What to work on | Copy out each line of the data below that contains the string "slab", matching uppercase and lowercase letters exactly.

Data provided |
□ □ □ □ □

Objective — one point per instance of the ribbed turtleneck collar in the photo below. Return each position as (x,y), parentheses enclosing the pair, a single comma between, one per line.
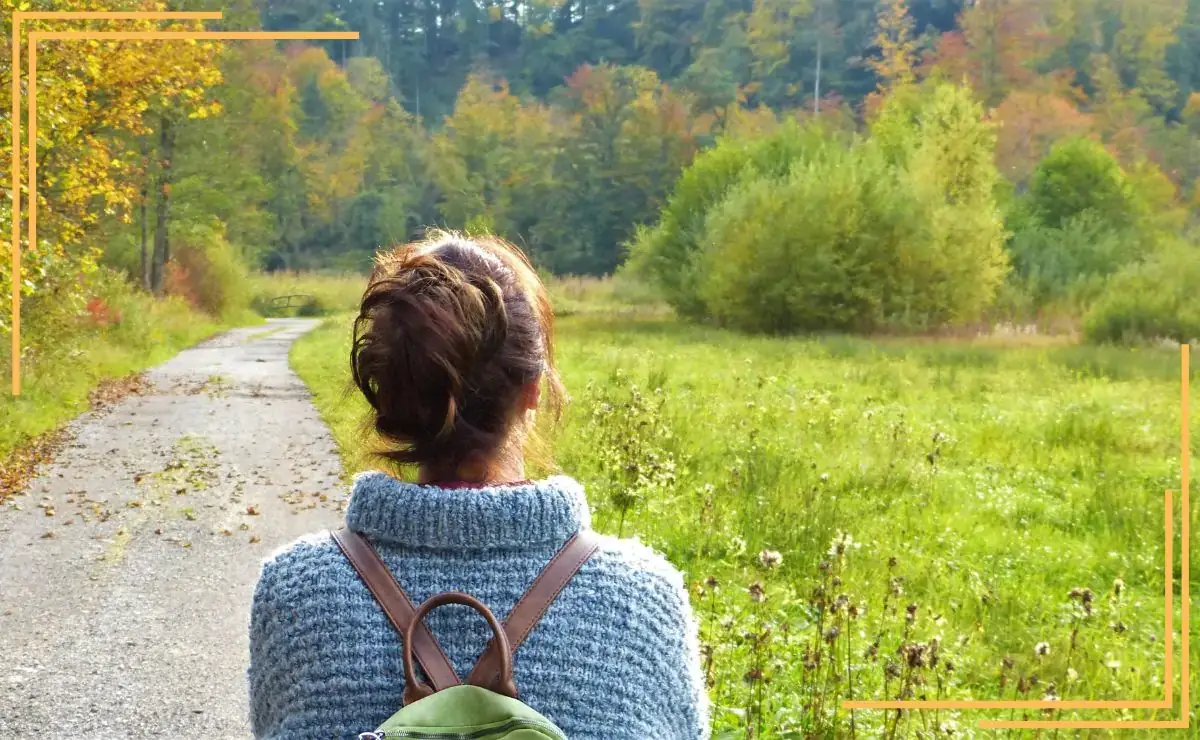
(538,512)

□ □ □ □ □

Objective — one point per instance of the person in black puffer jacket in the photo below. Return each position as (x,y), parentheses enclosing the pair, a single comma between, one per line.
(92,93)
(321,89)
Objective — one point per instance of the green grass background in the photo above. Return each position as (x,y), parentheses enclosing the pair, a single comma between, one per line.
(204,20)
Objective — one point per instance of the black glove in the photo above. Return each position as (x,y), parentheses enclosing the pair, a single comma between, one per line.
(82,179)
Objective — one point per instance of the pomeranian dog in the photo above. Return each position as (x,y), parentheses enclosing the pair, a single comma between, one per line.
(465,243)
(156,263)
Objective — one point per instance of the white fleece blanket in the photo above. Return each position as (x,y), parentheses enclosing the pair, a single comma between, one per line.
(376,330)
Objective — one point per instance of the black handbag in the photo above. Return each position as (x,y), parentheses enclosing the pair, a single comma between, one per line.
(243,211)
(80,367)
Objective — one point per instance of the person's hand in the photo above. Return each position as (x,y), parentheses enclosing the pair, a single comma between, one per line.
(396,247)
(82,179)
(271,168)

□ □ □ □ □

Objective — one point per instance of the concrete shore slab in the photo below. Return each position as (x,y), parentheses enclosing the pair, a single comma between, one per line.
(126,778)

□ □ □ □ □

Solution to this exercise |
Objective — one point per instance of the concrete shore slab in the photo below. Return each position as (x,y), parentheses enclosing the pair, a single comma between, one per line.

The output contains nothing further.